• **Required work**: Nothing but the lines from the one containing "For the evaluation set, tag each instance of the bride's hand" through the last line should be written out, please, exactly as they stand.

= = =

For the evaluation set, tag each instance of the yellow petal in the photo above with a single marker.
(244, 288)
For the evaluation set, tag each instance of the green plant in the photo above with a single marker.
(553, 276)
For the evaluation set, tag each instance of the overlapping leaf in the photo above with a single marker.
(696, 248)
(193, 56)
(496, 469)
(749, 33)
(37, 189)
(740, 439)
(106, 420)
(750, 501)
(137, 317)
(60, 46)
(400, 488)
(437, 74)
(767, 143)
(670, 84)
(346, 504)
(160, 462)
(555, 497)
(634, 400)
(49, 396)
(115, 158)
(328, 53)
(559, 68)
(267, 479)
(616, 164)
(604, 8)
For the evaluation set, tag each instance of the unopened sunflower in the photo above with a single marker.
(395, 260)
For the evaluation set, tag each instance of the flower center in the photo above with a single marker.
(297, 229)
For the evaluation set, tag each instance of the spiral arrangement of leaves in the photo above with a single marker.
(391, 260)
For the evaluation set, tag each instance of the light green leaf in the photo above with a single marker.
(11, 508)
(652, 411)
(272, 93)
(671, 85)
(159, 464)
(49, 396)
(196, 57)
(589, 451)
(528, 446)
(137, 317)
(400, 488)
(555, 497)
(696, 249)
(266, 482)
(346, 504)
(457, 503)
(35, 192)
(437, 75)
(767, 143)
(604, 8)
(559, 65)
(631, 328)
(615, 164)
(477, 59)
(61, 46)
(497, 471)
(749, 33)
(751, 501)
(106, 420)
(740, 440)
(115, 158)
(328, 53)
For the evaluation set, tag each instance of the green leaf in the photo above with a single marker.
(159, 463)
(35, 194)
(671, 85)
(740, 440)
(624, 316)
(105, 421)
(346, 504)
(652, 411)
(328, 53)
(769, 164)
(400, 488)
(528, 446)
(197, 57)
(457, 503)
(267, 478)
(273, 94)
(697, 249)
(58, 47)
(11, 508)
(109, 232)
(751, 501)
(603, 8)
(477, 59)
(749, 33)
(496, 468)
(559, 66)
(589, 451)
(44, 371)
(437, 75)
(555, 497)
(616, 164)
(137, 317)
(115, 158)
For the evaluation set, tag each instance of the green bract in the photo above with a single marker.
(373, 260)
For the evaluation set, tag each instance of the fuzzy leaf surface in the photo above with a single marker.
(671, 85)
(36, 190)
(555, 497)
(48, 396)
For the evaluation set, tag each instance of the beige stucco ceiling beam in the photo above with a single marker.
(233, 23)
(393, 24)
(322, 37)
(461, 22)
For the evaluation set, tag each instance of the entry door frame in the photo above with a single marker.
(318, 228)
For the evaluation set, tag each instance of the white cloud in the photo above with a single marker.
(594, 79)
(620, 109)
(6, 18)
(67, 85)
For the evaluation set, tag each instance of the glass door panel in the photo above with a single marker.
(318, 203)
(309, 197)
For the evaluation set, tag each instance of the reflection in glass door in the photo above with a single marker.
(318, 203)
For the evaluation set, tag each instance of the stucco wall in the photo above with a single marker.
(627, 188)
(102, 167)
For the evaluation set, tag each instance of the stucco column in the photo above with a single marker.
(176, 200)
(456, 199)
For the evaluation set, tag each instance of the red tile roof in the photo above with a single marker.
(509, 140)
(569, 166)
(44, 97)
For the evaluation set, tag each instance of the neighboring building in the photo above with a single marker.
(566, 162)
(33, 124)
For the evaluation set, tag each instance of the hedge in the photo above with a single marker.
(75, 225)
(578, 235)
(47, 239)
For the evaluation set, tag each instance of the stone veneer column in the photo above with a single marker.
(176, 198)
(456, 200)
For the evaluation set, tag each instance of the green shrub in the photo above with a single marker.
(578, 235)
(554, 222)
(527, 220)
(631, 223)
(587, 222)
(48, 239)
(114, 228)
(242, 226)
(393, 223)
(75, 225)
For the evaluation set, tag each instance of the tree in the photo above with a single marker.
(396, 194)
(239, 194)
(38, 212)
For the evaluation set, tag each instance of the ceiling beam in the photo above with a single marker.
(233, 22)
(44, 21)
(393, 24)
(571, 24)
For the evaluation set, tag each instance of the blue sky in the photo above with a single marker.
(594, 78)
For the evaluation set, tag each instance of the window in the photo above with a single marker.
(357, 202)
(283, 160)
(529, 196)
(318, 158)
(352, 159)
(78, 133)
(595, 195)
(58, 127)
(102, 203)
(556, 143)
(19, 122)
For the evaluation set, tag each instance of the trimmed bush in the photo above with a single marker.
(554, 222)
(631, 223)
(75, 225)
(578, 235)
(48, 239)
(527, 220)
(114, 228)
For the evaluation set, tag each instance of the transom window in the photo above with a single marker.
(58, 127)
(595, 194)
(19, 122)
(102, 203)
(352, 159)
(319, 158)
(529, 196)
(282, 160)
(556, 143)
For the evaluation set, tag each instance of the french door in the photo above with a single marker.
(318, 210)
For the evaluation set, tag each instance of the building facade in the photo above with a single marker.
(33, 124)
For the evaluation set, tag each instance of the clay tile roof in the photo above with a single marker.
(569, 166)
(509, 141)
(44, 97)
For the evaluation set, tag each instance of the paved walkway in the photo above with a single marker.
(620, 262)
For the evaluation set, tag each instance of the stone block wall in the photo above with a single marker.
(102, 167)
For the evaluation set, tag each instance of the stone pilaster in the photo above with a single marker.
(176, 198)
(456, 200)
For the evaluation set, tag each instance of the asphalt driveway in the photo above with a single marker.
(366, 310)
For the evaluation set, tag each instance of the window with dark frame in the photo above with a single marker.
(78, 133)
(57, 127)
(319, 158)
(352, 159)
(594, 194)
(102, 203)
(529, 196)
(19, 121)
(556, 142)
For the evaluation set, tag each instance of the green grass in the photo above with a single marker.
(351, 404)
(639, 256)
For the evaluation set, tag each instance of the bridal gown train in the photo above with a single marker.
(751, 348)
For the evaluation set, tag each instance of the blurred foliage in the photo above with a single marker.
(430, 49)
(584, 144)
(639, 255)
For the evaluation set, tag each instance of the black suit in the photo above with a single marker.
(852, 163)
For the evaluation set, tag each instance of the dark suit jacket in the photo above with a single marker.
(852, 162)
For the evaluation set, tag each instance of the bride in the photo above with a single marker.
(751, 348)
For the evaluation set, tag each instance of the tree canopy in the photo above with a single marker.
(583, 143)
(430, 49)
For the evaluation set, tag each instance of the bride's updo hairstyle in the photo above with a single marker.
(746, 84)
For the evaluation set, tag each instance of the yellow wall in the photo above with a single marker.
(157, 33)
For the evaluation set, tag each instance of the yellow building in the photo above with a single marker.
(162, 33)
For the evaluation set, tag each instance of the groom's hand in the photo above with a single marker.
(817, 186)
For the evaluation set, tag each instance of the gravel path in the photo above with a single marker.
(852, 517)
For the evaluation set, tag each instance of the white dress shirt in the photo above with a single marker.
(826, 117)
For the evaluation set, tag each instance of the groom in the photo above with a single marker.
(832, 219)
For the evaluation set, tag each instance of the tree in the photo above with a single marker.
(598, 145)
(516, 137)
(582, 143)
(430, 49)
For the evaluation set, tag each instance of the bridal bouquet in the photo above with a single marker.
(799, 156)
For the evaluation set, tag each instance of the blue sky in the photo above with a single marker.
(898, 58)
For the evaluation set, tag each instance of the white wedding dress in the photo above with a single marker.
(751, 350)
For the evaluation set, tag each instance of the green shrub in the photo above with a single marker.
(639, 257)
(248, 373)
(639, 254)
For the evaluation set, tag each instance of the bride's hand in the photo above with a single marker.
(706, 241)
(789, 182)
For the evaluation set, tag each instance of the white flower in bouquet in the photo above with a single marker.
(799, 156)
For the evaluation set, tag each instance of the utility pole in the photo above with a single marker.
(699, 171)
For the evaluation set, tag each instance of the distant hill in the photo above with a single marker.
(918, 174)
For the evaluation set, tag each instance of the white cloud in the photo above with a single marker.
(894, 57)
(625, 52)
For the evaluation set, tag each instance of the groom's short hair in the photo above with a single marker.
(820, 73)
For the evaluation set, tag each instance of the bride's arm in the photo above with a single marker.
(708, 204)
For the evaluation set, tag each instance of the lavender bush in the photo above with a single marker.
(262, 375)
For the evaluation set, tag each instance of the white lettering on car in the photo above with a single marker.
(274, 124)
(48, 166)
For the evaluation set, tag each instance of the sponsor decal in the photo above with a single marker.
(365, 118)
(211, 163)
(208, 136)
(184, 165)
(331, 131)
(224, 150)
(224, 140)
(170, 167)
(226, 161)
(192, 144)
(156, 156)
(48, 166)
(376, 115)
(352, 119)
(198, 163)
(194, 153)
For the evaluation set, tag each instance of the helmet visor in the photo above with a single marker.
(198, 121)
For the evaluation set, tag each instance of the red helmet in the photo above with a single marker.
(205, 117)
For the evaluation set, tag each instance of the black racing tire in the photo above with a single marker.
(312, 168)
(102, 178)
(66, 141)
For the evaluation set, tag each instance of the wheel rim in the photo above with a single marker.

= = =

• **Finished task**:
For the evaluation set, tag each instance of the bride's hand in the photo above with a single marker.
(706, 241)
(789, 182)
For the evaluation set, tag each instance of the white flower in bouquet in the photo above with a single marker.
(799, 156)
For the evaluation set, tag each instance of the utility pole in the photo above with a single marker.
(699, 171)
For the evaluation set, tag each instance of the distant hill in the photo above with a single marker.
(918, 174)
For the evaluation set, tag each instance of the white cloud in the photo above with a single marker.
(894, 57)
(625, 52)
For the evaluation set, tag each instance of the groom's short hair in the photo above with a single marker.
(820, 73)
For the evaluation set, tag each instance of the bride's arm in the photo above with a single marker.
(708, 204)
For the evaluation set, tag each instance of the lavender bush in the photo above with a single marker.
(262, 375)
For the evaluation set, tag each instance of the white lettering on car in the photo above with a single marker.
(274, 124)
(48, 166)
For the evaluation set, tag each instance of the sponsor decal in the photo above with a single marker.
(365, 118)
(211, 163)
(208, 136)
(184, 165)
(331, 131)
(224, 150)
(224, 140)
(170, 167)
(226, 161)
(192, 144)
(156, 156)
(48, 166)
(376, 115)
(352, 119)
(198, 163)
(194, 153)
For the evaluation set, tag each instance of the helmet visor in the photo above with a single marker.
(198, 121)
For the evaluation set, tag each instance of the red helmet in the photo above with a single marker.
(205, 117)
For the evaluation set, tag each instance of the black racing tire in the photo above with a single marker.
(312, 168)
(102, 178)
(66, 141)
For the evaluation set, tag each instance of the wheel rim in the photo above with a single marker.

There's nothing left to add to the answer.